• [THE TASK]
Could you rewrite all the material below, requests included, with every x and y coordinate in the answers scaled by 0.6 and rounded to the nearest whole number (halves rounded up), and leave the pictures out?

• [INPUT FOR THIS TASK]
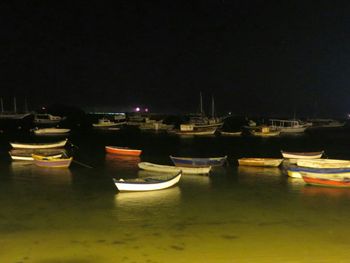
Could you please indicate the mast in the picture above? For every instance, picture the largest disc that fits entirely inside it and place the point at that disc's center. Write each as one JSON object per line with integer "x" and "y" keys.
{"x": 201, "y": 103}
{"x": 25, "y": 105}
{"x": 14, "y": 105}
{"x": 212, "y": 107}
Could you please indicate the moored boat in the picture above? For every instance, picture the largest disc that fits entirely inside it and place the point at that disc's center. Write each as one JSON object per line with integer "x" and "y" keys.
{"x": 198, "y": 162}
{"x": 265, "y": 131}
{"x": 335, "y": 177}
{"x": 168, "y": 168}
{"x": 271, "y": 162}
{"x": 44, "y": 161}
{"x": 105, "y": 123}
{"x": 45, "y": 118}
{"x": 51, "y": 131}
{"x": 293, "y": 157}
{"x": 288, "y": 126}
{"x": 38, "y": 145}
{"x": 122, "y": 150}
{"x": 230, "y": 133}
{"x": 323, "y": 163}
{"x": 147, "y": 184}
{"x": 26, "y": 154}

• [THE RESULT]
Could you please indicate the mast in the picture above? For every instance, picture the largest disc that fits entirely inside it and place the point at that disc's center. Write each as one JSON object per line with integer "x" and "y" keys.
{"x": 121, "y": 62}
{"x": 15, "y": 63}
{"x": 8, "y": 63}
{"x": 127, "y": 64}
Could you please indicate the moored boat in the picture above? For every instance, picture the largest disc that fits entirely inside it and place the point at that disc's center. Write each as one JSON object per line with integer "x" and "y" keys.
{"x": 119, "y": 97}
{"x": 159, "y": 79}
{"x": 201, "y": 106}
{"x": 101, "y": 101}
{"x": 163, "y": 97}
{"x": 26, "y": 97}
{"x": 63, "y": 74}
{"x": 27, "y": 71}
{"x": 31, "y": 79}
{"x": 176, "y": 94}
{"x": 173, "y": 76}
{"x": 23, "y": 87}
{"x": 73, "y": 90}
{"x": 138, "y": 80}
{"x": 194, "y": 98}
{"x": 88, "y": 110}
{"x": 16, "y": 92}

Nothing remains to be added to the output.